Location identification entries:
+++
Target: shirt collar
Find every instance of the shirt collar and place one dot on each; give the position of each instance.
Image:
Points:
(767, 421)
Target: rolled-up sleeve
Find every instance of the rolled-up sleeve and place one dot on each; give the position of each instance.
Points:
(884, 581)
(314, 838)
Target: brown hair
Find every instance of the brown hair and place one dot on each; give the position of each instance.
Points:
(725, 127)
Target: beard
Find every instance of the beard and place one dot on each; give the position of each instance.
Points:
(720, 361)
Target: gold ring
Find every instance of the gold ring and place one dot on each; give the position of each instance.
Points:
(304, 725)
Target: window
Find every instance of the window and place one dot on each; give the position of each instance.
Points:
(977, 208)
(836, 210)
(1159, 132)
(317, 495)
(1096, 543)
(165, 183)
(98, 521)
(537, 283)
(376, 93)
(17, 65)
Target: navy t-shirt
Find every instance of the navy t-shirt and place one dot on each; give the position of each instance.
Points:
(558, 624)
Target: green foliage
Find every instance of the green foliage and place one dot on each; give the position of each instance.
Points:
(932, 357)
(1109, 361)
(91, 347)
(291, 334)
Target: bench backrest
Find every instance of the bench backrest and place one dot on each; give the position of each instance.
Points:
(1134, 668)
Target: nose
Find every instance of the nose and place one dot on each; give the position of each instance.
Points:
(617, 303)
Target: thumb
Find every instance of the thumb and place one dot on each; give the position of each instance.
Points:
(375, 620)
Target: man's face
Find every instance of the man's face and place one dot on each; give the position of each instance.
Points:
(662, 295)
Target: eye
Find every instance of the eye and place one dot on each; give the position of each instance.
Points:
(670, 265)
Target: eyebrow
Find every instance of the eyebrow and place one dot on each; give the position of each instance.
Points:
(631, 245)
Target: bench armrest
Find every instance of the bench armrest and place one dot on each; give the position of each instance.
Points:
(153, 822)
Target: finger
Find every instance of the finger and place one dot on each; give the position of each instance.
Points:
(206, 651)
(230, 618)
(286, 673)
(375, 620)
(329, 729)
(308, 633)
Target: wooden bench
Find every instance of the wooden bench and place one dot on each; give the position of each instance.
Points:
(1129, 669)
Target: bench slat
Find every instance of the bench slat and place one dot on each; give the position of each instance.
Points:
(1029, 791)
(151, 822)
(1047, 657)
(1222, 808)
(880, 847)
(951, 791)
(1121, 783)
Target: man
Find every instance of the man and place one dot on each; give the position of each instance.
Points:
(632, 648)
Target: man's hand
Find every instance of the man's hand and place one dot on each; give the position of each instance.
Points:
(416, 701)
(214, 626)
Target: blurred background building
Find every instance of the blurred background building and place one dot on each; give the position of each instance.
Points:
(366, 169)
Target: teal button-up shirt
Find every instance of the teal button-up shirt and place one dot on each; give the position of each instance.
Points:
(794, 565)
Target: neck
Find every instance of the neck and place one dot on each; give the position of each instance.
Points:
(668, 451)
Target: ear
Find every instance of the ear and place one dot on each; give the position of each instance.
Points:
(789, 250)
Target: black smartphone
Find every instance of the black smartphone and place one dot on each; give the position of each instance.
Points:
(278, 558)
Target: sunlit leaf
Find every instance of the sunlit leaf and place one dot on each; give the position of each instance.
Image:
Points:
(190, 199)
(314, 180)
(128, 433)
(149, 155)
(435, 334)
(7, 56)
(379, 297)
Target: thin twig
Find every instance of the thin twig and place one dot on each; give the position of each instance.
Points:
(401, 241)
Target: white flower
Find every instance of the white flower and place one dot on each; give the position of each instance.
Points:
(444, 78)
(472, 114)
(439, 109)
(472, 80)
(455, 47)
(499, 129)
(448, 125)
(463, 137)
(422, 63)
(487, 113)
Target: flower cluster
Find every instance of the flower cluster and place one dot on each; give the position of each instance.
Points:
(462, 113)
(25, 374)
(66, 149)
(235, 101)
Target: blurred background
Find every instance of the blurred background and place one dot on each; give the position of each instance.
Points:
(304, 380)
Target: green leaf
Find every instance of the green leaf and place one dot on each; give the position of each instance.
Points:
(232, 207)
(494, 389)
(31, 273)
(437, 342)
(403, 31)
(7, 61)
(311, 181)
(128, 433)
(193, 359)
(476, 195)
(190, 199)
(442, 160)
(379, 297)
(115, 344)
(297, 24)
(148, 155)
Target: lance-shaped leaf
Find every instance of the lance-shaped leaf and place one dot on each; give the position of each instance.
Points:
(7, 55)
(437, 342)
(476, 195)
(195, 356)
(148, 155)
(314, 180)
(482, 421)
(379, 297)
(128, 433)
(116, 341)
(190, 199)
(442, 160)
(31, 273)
+++
Recast the items as a two-column CSV with the columns "item_text" and "answer", starting at the line that contains "Target: flower cluster" and ending at the last item. Give one row per item, putting the item's text and its answer each in a single quoted field, with line breaks replaced by spaces.

Result of this exercise →
item_text,answer
"Target: flower cluster Find every instance of the flower cluster and place one dot on each; give the position of each instance. Points:","(462, 113) (25, 374) (66, 149) (235, 101)"
"Target: blurred background Find every instance of the blurred background and place one dot on each; give the position of each instance. Points:","(304, 380)"
"Target: green leaf Find every instance of the green leaf and place one dot on each; give the position of each instance. Points:","(232, 207) (494, 389) (31, 273) (437, 342) (403, 31) (7, 61) (311, 181) (128, 433) (193, 359) (476, 195) (190, 199) (442, 160) (379, 297) (115, 344) (297, 24) (148, 155)"
"Target: lance-shaped leaf Find every instance of the lance-shaped leaf and place one dot on each; give the position of each instance. Points:","(7, 55) (437, 342) (476, 195) (195, 356) (148, 155) (314, 180) (482, 421) (379, 297) (128, 433) (116, 341) (190, 199) (442, 160) (31, 273)"